*MATERIAL PROVIDED*
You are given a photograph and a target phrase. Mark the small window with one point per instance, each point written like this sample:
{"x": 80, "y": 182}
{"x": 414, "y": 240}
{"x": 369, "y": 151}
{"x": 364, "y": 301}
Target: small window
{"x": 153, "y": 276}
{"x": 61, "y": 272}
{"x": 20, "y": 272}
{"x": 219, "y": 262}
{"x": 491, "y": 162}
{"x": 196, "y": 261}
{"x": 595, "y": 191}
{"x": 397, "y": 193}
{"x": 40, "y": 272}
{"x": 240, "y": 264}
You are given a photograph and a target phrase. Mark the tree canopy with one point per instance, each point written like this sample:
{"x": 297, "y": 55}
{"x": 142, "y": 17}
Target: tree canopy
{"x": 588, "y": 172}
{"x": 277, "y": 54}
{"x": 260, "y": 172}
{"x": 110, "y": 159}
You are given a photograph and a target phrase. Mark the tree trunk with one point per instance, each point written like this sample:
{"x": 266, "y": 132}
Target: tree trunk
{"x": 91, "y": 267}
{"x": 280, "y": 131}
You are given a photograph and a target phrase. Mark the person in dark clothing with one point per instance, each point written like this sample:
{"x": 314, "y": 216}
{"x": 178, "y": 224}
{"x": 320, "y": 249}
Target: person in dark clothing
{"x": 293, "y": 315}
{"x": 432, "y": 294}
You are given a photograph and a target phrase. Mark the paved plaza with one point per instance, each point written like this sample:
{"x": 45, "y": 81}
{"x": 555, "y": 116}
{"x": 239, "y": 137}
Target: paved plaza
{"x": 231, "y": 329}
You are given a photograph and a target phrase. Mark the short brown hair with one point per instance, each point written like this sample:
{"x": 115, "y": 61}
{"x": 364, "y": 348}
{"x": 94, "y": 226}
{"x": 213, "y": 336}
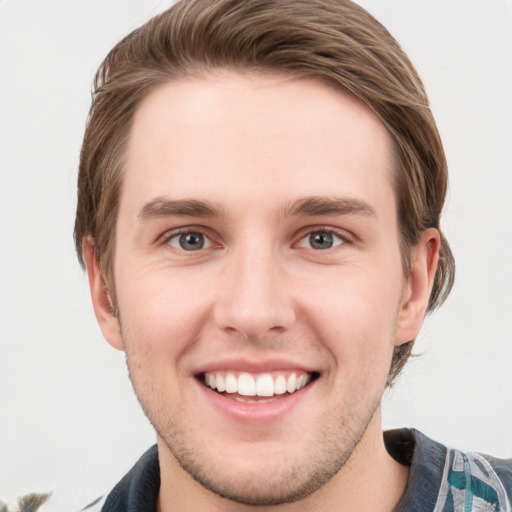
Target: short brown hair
{"x": 335, "y": 41}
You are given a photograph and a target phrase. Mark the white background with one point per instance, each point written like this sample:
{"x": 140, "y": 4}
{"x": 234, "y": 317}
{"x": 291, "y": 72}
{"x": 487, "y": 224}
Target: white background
{"x": 68, "y": 419}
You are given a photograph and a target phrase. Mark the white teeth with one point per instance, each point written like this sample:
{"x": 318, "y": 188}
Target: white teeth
{"x": 280, "y": 385}
{"x": 221, "y": 384}
{"x": 291, "y": 383}
{"x": 263, "y": 385}
{"x": 231, "y": 383}
{"x": 246, "y": 385}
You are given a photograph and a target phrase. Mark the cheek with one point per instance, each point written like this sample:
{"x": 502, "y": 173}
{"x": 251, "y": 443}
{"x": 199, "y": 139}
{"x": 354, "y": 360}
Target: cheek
{"x": 355, "y": 315}
{"x": 162, "y": 314}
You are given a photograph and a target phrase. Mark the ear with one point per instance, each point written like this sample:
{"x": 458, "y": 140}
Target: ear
{"x": 416, "y": 294}
{"x": 101, "y": 301}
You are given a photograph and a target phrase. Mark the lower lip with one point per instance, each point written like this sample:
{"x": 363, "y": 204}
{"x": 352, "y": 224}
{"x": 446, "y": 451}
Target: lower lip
{"x": 256, "y": 413}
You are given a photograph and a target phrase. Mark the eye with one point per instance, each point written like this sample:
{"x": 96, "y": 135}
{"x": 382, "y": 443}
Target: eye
{"x": 321, "y": 240}
{"x": 189, "y": 241}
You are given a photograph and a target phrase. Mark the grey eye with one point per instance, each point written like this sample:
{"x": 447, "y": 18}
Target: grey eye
{"x": 188, "y": 241}
{"x": 321, "y": 240}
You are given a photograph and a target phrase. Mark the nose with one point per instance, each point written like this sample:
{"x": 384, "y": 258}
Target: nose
{"x": 255, "y": 300}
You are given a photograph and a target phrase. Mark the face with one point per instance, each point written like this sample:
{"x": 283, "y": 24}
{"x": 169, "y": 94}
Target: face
{"x": 259, "y": 280}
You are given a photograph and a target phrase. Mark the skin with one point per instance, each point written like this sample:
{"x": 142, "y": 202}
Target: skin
{"x": 252, "y": 147}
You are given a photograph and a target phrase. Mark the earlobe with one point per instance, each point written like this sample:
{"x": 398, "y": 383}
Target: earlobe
{"x": 415, "y": 298}
{"x": 101, "y": 301}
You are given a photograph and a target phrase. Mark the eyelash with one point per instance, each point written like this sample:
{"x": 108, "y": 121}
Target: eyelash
{"x": 341, "y": 236}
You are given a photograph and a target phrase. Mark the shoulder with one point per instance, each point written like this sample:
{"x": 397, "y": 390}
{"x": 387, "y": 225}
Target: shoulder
{"x": 444, "y": 479}
{"x": 137, "y": 490}
{"x": 96, "y": 505}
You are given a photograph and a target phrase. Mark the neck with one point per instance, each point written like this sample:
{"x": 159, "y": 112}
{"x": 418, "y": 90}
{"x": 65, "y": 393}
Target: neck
{"x": 370, "y": 467}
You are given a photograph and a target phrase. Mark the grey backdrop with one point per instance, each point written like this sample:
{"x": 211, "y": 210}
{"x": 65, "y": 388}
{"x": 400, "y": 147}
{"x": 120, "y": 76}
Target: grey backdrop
{"x": 68, "y": 419}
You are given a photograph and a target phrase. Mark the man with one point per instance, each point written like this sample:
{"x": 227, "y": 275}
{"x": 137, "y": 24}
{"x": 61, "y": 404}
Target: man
{"x": 259, "y": 199}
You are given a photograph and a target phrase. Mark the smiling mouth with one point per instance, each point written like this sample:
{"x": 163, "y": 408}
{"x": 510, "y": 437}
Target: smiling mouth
{"x": 260, "y": 388}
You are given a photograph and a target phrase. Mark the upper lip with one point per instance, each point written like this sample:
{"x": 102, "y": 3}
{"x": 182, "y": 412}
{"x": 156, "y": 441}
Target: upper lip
{"x": 254, "y": 366}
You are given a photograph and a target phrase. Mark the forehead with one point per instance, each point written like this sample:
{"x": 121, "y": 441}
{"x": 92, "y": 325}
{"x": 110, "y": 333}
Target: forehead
{"x": 230, "y": 138}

*EXERCISE OBJECTIVE*
Extract the full listing above verbatim; pictures are to be left out of the copy.

*FINISHED ANSWER*
You are given a photograph and a target phrase. Mark the small window with one point per instance, each point written like this sample:
{"x": 80, "y": 182}
{"x": 414, "y": 240}
{"x": 369, "y": 151}
{"x": 364, "y": 301}
Target: small window
{"x": 153, "y": 276}
{"x": 61, "y": 272}
{"x": 20, "y": 272}
{"x": 219, "y": 262}
{"x": 491, "y": 162}
{"x": 196, "y": 261}
{"x": 595, "y": 191}
{"x": 397, "y": 193}
{"x": 40, "y": 272}
{"x": 240, "y": 264}
You are given a photograph and a target phrase. Mark the tree canopy with one point per instance, each point written like this sample:
{"x": 297, "y": 55}
{"x": 142, "y": 17}
Target: tree canopy
{"x": 588, "y": 172}
{"x": 277, "y": 54}
{"x": 260, "y": 172}
{"x": 110, "y": 159}
You are given a photograph and a target phrase. Mark the tree trunk with one point per instance, each point written like this sample:
{"x": 266, "y": 132}
Target: tree trunk
{"x": 91, "y": 267}
{"x": 280, "y": 131}
You are given a photograph and a target phrase. Mark the person in dark clothing with one point per instance, each point written like this sample:
{"x": 314, "y": 216}
{"x": 178, "y": 224}
{"x": 320, "y": 249}
Target: person in dark clothing
{"x": 293, "y": 315}
{"x": 432, "y": 294}
You are given a photograph and a target phrase. Mark the paved plaza with one point per instance, each point written like this sample:
{"x": 45, "y": 81}
{"x": 555, "y": 116}
{"x": 239, "y": 137}
Target: paved plaza
{"x": 231, "y": 329}
You are given a photograph and a target phrase. Mark the short brown hair with one point per instance, each point written like this sample:
{"x": 115, "y": 61}
{"x": 364, "y": 348}
{"x": 94, "y": 226}
{"x": 213, "y": 336}
Target: short brown hair
{"x": 335, "y": 41}
You are given a photograph and a target phrase. Mark the white background with one point per instance, each point written like this sample:
{"x": 140, "y": 4}
{"x": 234, "y": 317}
{"x": 291, "y": 72}
{"x": 487, "y": 224}
Target: white background
{"x": 68, "y": 419}
You are given a photograph and a target phrase. Mark the white teeth with one point per instance, each point written like this sample:
{"x": 318, "y": 188}
Target: white teeth
{"x": 280, "y": 385}
{"x": 221, "y": 384}
{"x": 291, "y": 383}
{"x": 263, "y": 385}
{"x": 231, "y": 383}
{"x": 246, "y": 385}
You are given a photograph and a target phrase. Mark the cheek with one point per instance, each point written like this sample:
{"x": 502, "y": 173}
{"x": 251, "y": 443}
{"x": 199, "y": 139}
{"x": 354, "y": 360}
Target: cheek
{"x": 355, "y": 315}
{"x": 162, "y": 314}
You are given a photograph and a target phrase. Mark the ear with one point per instance, each point written like this sample:
{"x": 458, "y": 140}
Target: ear
{"x": 416, "y": 294}
{"x": 101, "y": 301}
You are given a photograph and a target phrase. Mark the lower lip with one point per instance, each point written like this sample:
{"x": 363, "y": 204}
{"x": 352, "y": 224}
{"x": 446, "y": 451}
Target: lower lip
{"x": 256, "y": 413}
You are given a photograph and a target phrase. Mark the eye with one point per instance, each point written like this sample:
{"x": 96, "y": 135}
{"x": 382, "y": 443}
Target: eye
{"x": 321, "y": 240}
{"x": 189, "y": 241}
You are given a photograph and a target phrase. Mark the grey eye with one point per instance, each point written like this sample:
{"x": 447, "y": 18}
Target: grey eye
{"x": 188, "y": 241}
{"x": 321, "y": 240}
You are given a photograph and a target phrase. Mark the nose with one point per instance, each point written like this sample:
{"x": 384, "y": 258}
Target: nose
{"x": 255, "y": 300}
You are given a photograph and a target phrase. Mark the face with one point per instance, each point written like this sample:
{"x": 283, "y": 24}
{"x": 169, "y": 94}
Target: face
{"x": 259, "y": 280}
You are given a photograph and a target phrase. Mark the skin with one point per instance, each point written like this sample:
{"x": 142, "y": 202}
Target: skin
{"x": 252, "y": 147}
You are given a photograph and a target phrase. Mark the earlobe with one point per instance, each point written like this sample:
{"x": 398, "y": 383}
Target: earlobe
{"x": 415, "y": 298}
{"x": 101, "y": 301}
You are given a photograph and a target phrase. Mark the eyelash with one point per instance, each point written like this sample:
{"x": 108, "y": 121}
Target: eyelash
{"x": 341, "y": 236}
You are given a photograph and a target phrase. Mark the shoulder with one point per instance, each point written like this sample:
{"x": 397, "y": 390}
{"x": 387, "y": 225}
Target: shoulder
{"x": 444, "y": 479}
{"x": 137, "y": 490}
{"x": 96, "y": 505}
You are given a photograph and a target phrase. Mark the neck with one point per instance, each point written like this sample:
{"x": 159, "y": 112}
{"x": 418, "y": 90}
{"x": 65, "y": 393}
Target: neck
{"x": 370, "y": 467}
You are given a photograph and a target phrase. Mark the grey backdrop with one point per instance, each point written like this sample:
{"x": 211, "y": 210}
{"x": 65, "y": 388}
{"x": 400, "y": 147}
{"x": 120, "y": 76}
Target: grey backdrop
{"x": 68, "y": 419}
You are given a photograph and a target phrase. Mark the man with one point per instance, each point written like this sample:
{"x": 227, "y": 275}
{"x": 137, "y": 24}
{"x": 61, "y": 404}
Target: man
{"x": 259, "y": 199}
You are given a photograph and a target phrase. Mark the smiling mouth with one point per instance, each point written like this sample:
{"x": 163, "y": 408}
{"x": 510, "y": 437}
Target: smiling mouth
{"x": 260, "y": 388}
You are given a photograph and a target phrase. Mark the upper lip with one point per instance, each point written like this sample:
{"x": 102, "y": 3}
{"x": 182, "y": 412}
{"x": 156, "y": 441}
Target: upper lip
{"x": 254, "y": 366}
You are given a photograph and a target phrase. Mark the forehead with one point per instance, each point written like this sample:
{"x": 121, "y": 441}
{"x": 92, "y": 325}
{"x": 110, "y": 333}
Target: forehead
{"x": 230, "y": 138}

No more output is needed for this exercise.